## Passage to read:
I've run some numbers on IX.br and I haven't been able to make them work yet... yet... :) DE-CIX Frankfurt is accessible from the DE-CIX NY switch in KC. Aaron On 3/25/2022 1:22 PM, Jeremy Lumby wrote:
Precisely why I am a fan of something in the middle. The minimum requirements will weed out the silly proposals and save time/effort. The public discussion will bring up issues that should be considered, and then the board can take the discussion, and use it to make a decision. With this being said I would say if the minimums were met, and there was no discussion, it should just be rubber stamped by the board. There are plenty of people who know a lot about BGP/networking on this list so there are plenty of opportunities to bring potential issues to light.
I have thought a lot about running an extension switch in Minneapolis for an IX outside of North America. When you run the cost/benefit it just does not make any sense. I think those things would come to light in the public discussion phase. My personal opinion is anything outside of North America just does not make sense for the “Midwest”. The only reason that Cogent’s product does not fall on its face is because it does not need to stand on its own. If Cogent was not already in those locations with their other services, it would never have made it out of the gate. Marketing is probably the only thing keeping it alive.
Jeremy
*From:*MICE Discuss [mailto:MICE-DISCUSS@LISTS.IPHOUSE.NET] *On Behalf Of *Reid Fishler *Sent:* Thursday, March 24, 2022 11:53 PM *To:* MICE-DISCUSS@LISTS.IPHOUSE.NET *Subject:* Re: [MICE-DISCUSS] MICE Remote Switch Policy
The answer is somewhere in the middle. We do whats best for the exchange, and for the internet in general. There are MANY things where this is what was done by the community. Honest question...if someone wants to put an extension in Rio, Brazil, do we let them? How about in South Africa? Is there a line? An exchange has a purpose, and thats to get everyone local to each other, on one fabric...otherwise we are just making Cogents IX thing they sell, or any one of the number of global fabrics. At SOME point we need to say enough is enough. I am NOT saying we are there yet, but to allow EVERYTHING is a bit too much in the other direction.

## Material shown:
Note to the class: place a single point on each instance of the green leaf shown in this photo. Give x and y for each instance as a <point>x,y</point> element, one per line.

...

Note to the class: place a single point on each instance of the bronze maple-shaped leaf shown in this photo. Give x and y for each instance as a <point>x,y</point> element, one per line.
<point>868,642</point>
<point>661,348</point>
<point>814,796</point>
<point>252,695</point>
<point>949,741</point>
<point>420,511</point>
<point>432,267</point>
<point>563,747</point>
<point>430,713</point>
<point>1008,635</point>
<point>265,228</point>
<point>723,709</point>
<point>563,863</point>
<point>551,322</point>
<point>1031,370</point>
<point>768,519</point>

## Objectives:
- 1) Which people does the mailing-list thread name? Give each name once.
- 2) In the mailing-list thread, which switch is DE-CIX Frankfurt said to be accessible from?
- 3) Could you copy word for word the part of the mailing-list thread that opens with the words "I have thought" and closes with "keeping it alive."?

## Results in order:
- 1) Aaron, Jeremy Lumby, Reid Fishler

- 2) The DE-CIX NY switch in KC.

- 3)
I have thought a lot about running an extension switch in Minneapolis for an IX outside of North America. When you run the cost/benefit it just does not make any sense. I think those things would come to light in the public discussion phase. My personal opinion is anything outside of North America just does not make sense for the “Midwest”. The only reason that Cogent’s product does not fall on its face is because it does not need to stand on its own. If Cogent was not already in those locations with their other services, it would never have made it out of the gate. Marketing is probably the only thing keeping it alive.